(TEXT SEGMENT)
-------
Everywhere we look, there are new social media channels popping up. Some live and die, but many have become part of our daily lives. While Facebook is one of the oldest in the space (it had its 17th birthday this year!), it still has more users than any other social network today. And despite the whispers among the school community that Facebook is “dead,” it is still alive and growing!

Even though Facebook’s famed algorithm shift of 2018 (which, of course, gives precedence to user-to-user content over business pages) caused concern for the future of organic reach for schools, it strategically drives engagement today. From an inbound marketing standpoint, the channel can help your school or district reach both current and prospective families at every stage of your funnel. Ultimately, employing general best practices and keeping up with a consistent posting cadence has proven to show positive results. To help make it easy for you, we gathered everything you need to know — from starting your channel to maintaining it.

Schools who use Facebook actively reap some awesome benefits, including:

  • Sharing valuable information quickly and efficiently  
  • Building trust and transparency through comments, replies, Facebook Groups, and Facebook Messenger 
  • Targeting specific demographics through social media ads to increase awareness and engagement
  • Leveraging Facebook analytics to identify areas for improvement and to prove ROI
  • Scheduling content right in the platform to save time

Before we dive in, you might be wondering: should my school even use Facebook? While this social media platform might feel "old" or "dated" it is a critical tool for engaging key target audiences — including parents, grandparents, and extended community members. Learn more in Episode 10 of The School Marketing Show — LIVE.
-------
(SET OF TASKS)
[A] Can you transcribe the passage on schools using Facebook, starting with "Schools who use" and going on through "Show — LIVE."?
[B] What comes next in the piece on schools using Facebook? Finish out the next part, picking up after its final sentence.
The listing that follows stands apart from the Facebook text and is unrelated to it.
-------
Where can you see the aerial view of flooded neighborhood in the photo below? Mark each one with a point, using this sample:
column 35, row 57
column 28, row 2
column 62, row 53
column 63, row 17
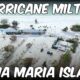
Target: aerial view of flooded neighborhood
column 43, row 41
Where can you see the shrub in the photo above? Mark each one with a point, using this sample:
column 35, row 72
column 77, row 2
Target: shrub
column 13, row 38
column 9, row 48
column 65, row 60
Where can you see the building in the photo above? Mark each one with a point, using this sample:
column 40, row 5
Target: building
column 63, row 45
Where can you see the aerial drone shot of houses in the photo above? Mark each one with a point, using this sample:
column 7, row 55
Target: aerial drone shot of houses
column 39, row 45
-------
(REPLIES)
[A]
Schools who use Facebook actively reap some awesome benefits, including:

  • Sharing valuable information quickly and efficiently  
  • Building trust and transparency through comments, replies, Facebook Groups, and Facebook Messenger 
  • Targeting specific demographics through social media ads to increase awareness and engagement
  • Leveraging Facebook analytics to identify areas for improvement and to prove ROI
  • Scheduling content right in the platform to save time

Before we dive in, you might be wondering: should my school even use Facebook? While this social media platform might feel "old" or "dated" it is a critical tool for engaging key target audiences — including parents, grandparents, and extended community members. Learn more in Episode 10 of The School Marketing Show — LIVE.

[B]
Overview: Facebook Strategies for Schools


Important Facebook Terms You Should Know

Insights: Your Facebook Insights will help you answer the valuable question, "Is our strategy working?." This resource can be found in the Manage Page section of your school or district's Facebook Page, and it will provide valuable data relating to your page performance over the last 28 days. Here, you can identify what posts saw the most engagement, how many followers you've gained or lost, and so much more. This page should be monitored on a regular basis to help you improve your strategy moving forward.

Boosted post: This term references an ad that is created by putting a budget behind an organic post that you already know has performed well. Facebook helps you identify these opportunities by noting how many people you've already reached, and clearly offering the option to Boost. This can be the desired option when you're promoting an upcoming open house, a contest, or another short-term campaign.

 

Facebook shows you how your organic post performs so that you can Boost it!

 

But isn’t this like Facebook Advertising? Aside from the concept of putting a budget behind a piece of content to reach more people, Boosted posts and advertising through Ads Manager require different goals.

Here's the biggest difference: Facebook ads offer more features to advertisers than Boosted posts do, including more ad objective and optimization options, more customized targeting options, detailed placement options, and more creative control. Additionally, a larger budget is often needed for the more traditional Facebook advertising.

If you don't have a large budget (We're serious. It can be just $10!), or you're just looking to expand your reach for a short period of time, Boosted posts are a great option. And if you're looking for control and targeting options, social media advertising may help your school or district get the reach you need — and Finalsite’s consulting team is here to help!

Facebook Pixel: Failing to set up a Facebook Pixel is a common, and unfortunate, mistake. Why? Because this tool will collect data to identify users who are most likely to take action on your ads. This means more return on your investment, more opportunities to directly reach families who have visited your website, and more. It's an easy feature to set up, and it will open doors to your advertising strategy!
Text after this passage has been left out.